Bahaya Dibalik Sikap “Egois terhadap Diri Sendiri”—dengan Senang Menanam Benih-Benih Karma Buruk tanpa Mau Menyadari Konsekuensi pada Dirinya Sendiri di Kehidupan Mendatang
Sang Buddha : “Pandangan
keliru artinya, tidak meyakini adanya Hukum Karma maupun Kelahiran Kembali.”
Question: Mengapa orang-orang jahat, justru cenderung
hidupnya lebih beruntung dan lebih makmur-sejahtera serta terpandang? Pernah
juga saya bertanya kepada guru agama saya di sekolah (sekolah dengan genre agama
samawi), “mengapa orang baik justru
seringkali umurnya pendek, mati muda?” Jawaban yang saya terima, “karena Tuhan sedang memberikan kesempatan
kepada orang jahat tersebut, berupa waktu lebih panjang (umur) untuk bertobat”,
tanggapan mana sangat tidak memuaskan dorongan intelektual yang terus saja menggelitik
otak saya, mengapa Tuhan tidak memberikan kesempatan yang sama kepada orang
baik untuk lebih banyak berbuat kebajikan dalam hidupnya?

::::

Tujuan
Kutipan dokumen tentang karma memuat sebuah pertanyaan yang menyebut beberapa keadaan hidup orang jahat. Tuliskan semua keadaan itu. Entri-entri ini tidak berkaitan dengan kutipan dokumen di atas.

Cuplikan Entri
::::

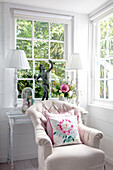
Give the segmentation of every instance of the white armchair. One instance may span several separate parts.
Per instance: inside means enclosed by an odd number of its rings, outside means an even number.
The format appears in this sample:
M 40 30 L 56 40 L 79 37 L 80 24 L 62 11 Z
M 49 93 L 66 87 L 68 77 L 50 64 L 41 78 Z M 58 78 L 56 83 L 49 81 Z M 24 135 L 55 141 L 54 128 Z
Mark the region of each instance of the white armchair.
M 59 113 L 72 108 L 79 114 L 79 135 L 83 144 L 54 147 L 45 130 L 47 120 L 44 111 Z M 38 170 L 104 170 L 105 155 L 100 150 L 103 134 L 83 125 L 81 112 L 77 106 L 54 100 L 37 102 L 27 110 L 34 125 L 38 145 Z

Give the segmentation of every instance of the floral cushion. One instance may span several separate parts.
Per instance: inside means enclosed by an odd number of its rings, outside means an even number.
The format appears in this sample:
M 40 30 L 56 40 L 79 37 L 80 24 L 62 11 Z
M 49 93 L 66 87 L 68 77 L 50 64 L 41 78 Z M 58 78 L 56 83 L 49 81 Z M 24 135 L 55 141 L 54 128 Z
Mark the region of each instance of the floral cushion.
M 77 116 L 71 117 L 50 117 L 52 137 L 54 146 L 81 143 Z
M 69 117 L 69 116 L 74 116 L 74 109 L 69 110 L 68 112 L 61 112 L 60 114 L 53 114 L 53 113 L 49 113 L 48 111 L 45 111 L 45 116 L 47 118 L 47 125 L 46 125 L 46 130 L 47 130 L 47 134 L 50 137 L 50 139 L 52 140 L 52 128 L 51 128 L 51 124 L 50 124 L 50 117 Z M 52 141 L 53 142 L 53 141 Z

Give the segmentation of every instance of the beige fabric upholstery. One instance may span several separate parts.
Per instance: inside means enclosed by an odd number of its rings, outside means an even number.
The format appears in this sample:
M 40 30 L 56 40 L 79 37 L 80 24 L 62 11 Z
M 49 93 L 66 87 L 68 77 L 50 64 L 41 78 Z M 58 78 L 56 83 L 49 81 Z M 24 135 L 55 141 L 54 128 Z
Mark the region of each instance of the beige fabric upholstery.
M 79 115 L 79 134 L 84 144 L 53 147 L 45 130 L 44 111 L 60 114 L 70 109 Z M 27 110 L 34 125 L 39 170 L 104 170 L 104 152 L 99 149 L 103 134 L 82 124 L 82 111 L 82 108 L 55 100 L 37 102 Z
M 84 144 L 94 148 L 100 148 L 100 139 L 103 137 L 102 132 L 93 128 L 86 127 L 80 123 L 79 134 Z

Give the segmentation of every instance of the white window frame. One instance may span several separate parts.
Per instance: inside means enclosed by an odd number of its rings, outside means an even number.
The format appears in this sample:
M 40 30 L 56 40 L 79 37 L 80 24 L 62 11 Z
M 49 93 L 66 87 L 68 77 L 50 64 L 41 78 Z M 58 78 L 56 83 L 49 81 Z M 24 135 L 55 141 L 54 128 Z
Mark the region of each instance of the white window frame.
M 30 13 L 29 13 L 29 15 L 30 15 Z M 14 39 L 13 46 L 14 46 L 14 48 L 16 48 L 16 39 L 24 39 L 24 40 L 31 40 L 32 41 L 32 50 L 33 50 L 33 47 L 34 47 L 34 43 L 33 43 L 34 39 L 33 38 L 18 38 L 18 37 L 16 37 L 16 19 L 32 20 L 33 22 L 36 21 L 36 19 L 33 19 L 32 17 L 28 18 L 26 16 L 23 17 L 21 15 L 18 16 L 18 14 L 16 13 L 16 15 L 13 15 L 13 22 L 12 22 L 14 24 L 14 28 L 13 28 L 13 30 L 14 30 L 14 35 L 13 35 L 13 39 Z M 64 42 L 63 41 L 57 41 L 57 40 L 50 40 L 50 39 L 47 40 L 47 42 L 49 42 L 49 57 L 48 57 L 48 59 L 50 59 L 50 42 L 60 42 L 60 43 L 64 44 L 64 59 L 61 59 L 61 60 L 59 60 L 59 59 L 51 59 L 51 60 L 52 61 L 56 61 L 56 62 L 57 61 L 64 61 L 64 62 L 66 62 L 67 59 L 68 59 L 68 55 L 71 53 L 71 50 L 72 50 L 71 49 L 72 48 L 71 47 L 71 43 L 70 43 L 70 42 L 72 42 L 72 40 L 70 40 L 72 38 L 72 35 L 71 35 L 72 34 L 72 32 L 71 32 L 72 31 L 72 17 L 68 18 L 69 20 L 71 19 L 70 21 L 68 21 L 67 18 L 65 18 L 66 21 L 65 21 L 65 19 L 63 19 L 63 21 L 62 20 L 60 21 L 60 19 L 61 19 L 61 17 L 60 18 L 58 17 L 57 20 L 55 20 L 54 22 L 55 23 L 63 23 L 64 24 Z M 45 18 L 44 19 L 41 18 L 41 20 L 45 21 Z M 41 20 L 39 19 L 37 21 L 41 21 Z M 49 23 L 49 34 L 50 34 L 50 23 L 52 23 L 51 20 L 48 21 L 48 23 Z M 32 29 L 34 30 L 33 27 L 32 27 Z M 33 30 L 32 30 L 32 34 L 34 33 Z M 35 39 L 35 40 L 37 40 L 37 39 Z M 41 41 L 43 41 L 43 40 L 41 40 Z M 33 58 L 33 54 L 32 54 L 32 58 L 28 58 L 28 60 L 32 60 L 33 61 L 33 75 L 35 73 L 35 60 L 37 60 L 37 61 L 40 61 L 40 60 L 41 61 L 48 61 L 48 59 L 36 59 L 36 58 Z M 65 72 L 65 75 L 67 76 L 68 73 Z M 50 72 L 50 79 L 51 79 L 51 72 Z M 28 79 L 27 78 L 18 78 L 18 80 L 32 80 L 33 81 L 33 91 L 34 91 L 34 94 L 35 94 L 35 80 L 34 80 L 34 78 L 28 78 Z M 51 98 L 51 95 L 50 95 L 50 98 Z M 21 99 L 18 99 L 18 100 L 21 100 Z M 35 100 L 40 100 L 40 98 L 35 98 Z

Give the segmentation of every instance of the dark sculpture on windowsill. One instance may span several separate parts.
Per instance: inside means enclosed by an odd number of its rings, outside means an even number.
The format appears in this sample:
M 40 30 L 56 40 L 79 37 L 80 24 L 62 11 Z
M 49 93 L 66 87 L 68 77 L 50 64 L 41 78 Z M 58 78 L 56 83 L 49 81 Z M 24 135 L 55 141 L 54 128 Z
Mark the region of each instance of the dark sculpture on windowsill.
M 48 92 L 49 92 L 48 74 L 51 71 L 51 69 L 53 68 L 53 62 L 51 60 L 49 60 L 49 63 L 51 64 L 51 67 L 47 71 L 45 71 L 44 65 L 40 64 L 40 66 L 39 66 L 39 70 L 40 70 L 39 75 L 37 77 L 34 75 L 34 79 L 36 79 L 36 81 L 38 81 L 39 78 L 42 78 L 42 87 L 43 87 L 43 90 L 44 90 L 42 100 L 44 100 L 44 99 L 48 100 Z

::::

Jawaban
- lebih beruntung
- lebih makmur-sejahtera
- terpandang